= Aim =
Extract each line of the items below that contains the string "fire", and copy every such line in full.

-- BEGIN Records for the task --

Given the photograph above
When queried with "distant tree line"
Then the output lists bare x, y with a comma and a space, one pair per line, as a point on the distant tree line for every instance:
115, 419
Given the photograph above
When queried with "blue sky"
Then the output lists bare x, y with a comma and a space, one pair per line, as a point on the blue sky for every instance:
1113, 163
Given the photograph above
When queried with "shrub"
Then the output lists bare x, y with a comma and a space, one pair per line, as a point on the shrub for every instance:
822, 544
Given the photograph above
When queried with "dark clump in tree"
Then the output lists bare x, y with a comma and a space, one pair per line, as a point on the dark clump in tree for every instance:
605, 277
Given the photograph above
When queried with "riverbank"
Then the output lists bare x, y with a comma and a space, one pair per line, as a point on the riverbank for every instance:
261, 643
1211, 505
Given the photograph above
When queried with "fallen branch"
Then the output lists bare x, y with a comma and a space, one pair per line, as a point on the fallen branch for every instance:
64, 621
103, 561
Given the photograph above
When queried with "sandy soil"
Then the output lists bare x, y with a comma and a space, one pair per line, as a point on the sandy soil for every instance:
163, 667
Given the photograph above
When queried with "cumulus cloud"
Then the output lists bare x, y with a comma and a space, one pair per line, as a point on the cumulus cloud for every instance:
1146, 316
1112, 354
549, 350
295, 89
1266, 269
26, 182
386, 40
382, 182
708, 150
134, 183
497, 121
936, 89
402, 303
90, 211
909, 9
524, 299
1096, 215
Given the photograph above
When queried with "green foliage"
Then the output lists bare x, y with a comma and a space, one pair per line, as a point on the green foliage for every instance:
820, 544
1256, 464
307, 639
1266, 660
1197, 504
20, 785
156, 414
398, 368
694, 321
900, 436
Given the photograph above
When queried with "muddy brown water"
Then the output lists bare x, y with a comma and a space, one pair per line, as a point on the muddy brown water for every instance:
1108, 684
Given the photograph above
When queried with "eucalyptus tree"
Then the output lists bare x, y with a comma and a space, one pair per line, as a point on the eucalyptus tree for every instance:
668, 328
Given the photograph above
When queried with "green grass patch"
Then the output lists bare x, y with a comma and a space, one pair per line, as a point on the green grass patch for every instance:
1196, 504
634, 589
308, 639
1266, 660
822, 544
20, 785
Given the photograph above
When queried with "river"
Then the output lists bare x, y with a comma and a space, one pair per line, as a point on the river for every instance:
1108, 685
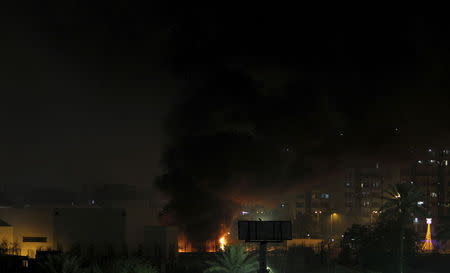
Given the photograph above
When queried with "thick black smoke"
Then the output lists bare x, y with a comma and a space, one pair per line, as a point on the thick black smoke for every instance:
254, 128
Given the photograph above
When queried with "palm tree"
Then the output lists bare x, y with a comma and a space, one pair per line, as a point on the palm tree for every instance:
401, 207
62, 264
233, 260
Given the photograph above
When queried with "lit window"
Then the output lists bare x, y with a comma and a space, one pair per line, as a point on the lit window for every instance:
34, 239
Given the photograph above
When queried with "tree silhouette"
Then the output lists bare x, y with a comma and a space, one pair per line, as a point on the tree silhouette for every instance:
233, 260
401, 207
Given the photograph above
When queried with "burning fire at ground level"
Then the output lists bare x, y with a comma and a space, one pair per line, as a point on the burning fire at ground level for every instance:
185, 246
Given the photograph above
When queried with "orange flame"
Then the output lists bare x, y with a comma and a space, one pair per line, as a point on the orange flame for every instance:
184, 245
223, 242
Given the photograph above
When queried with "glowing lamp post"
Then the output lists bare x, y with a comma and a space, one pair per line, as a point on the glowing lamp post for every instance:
428, 244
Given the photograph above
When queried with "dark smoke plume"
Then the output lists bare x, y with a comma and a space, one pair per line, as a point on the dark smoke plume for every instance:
254, 128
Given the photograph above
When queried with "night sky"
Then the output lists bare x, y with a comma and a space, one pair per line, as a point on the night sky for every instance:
218, 100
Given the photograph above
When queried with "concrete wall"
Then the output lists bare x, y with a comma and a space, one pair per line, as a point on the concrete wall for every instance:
30, 223
6, 234
102, 229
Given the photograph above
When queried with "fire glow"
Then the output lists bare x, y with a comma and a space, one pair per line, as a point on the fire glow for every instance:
185, 246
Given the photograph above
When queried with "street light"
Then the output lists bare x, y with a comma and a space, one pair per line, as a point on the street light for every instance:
331, 222
371, 215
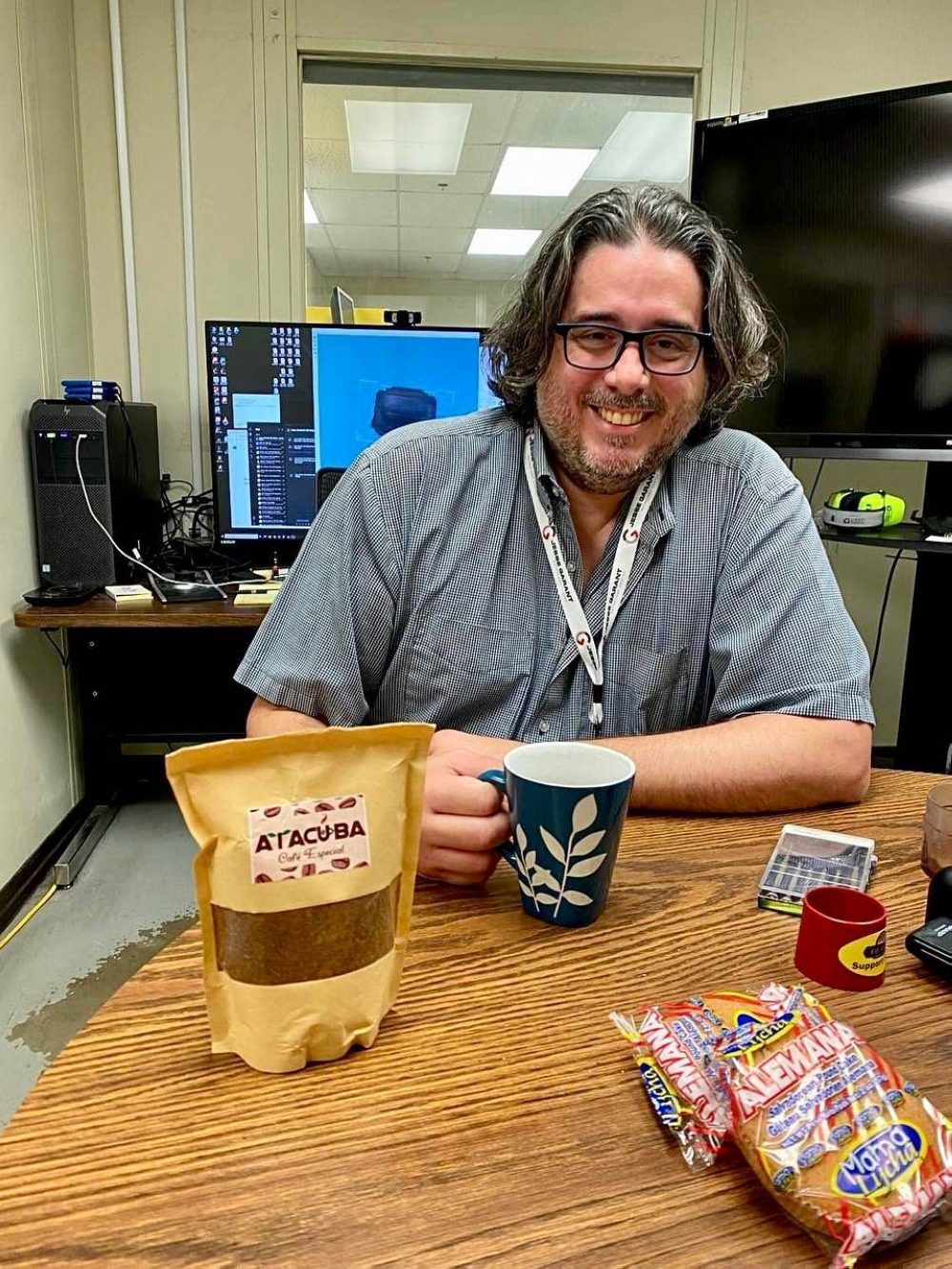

-- END Records for the task --

= Result for this exercise =
When queried with "burning fire at ground level"
Then the output lists bare x, y with a comma and a space, one pair per line, as a point on the burning fire at ground level for every instance:
When queried with "fire glow"
Then the output lists bare x, y with a comma and a space, one pair per line, as a point on the fire glow for every instance:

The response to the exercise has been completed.